## [The task]
If a line in the entries below includes the string "polo", copy it out.

## [The records]
☆ ☆ ☆

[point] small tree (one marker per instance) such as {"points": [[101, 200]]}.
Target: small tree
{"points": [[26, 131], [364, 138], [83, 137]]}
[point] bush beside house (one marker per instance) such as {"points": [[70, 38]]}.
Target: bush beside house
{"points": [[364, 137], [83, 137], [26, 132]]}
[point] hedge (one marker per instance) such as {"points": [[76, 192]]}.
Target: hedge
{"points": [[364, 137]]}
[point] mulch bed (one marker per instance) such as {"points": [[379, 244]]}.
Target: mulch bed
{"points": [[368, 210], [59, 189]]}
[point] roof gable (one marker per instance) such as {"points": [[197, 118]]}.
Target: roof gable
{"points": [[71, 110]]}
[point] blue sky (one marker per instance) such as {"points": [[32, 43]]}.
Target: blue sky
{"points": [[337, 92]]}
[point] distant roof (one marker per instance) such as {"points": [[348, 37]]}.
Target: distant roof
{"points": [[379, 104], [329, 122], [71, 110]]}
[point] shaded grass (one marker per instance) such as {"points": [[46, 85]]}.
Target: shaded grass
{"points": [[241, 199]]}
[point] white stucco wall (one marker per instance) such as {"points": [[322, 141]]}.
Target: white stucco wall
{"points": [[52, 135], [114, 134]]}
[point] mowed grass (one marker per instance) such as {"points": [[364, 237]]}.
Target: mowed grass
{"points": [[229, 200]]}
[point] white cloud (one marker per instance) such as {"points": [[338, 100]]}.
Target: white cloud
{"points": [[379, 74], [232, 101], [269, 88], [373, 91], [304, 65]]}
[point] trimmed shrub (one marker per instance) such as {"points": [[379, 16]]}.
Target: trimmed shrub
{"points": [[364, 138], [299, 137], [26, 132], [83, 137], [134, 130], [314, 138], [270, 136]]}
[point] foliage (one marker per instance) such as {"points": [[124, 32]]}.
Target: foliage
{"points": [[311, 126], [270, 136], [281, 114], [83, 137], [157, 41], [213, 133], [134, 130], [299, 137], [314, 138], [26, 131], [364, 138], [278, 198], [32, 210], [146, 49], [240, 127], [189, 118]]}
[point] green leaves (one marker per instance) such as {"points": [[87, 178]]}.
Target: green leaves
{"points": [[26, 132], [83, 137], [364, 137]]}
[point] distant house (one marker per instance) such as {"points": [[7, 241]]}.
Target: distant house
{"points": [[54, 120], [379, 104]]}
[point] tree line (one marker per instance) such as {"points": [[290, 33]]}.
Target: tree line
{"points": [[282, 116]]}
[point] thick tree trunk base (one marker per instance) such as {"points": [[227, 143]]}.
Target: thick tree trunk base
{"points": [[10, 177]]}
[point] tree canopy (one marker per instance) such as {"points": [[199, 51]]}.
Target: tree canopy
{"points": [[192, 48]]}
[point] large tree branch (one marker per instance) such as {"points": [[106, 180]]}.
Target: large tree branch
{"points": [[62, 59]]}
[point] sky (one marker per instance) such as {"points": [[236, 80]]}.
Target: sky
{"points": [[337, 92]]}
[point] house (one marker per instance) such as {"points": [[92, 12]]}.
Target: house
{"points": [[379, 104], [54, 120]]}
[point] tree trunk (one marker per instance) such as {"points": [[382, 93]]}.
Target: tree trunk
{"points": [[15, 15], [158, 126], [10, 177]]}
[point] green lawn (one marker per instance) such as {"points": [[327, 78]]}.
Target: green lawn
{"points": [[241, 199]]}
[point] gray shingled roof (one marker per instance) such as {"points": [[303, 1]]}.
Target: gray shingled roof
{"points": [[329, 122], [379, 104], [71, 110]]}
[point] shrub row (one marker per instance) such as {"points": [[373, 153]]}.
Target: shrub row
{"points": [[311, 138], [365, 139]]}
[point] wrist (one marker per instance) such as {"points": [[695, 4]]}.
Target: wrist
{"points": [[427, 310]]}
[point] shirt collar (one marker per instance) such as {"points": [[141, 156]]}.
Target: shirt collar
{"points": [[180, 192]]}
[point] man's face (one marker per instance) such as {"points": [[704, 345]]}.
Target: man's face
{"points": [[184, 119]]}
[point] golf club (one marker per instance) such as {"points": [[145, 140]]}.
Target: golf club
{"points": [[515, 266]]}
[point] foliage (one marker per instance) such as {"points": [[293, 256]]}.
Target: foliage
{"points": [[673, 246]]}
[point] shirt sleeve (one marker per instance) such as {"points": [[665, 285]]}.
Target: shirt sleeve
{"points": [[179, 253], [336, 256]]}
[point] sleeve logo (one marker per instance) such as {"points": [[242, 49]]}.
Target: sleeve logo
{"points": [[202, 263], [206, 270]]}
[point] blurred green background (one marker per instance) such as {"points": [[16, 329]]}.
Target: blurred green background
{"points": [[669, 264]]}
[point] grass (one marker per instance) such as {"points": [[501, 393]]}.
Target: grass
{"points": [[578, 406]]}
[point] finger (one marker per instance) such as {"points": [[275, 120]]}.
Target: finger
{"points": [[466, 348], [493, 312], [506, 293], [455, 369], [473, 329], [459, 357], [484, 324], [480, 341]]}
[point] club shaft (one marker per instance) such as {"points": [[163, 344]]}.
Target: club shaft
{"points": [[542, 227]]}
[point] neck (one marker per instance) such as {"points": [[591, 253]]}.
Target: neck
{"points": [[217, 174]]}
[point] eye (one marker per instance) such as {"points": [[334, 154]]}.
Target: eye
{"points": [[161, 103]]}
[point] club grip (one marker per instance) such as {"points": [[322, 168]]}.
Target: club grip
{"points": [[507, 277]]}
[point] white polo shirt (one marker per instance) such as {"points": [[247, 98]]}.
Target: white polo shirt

☆ ☆ ☆

## [Task answer]
[point] white polo shirt (one marker per instance) such as {"points": [[247, 98]]}.
Target: white polo shirt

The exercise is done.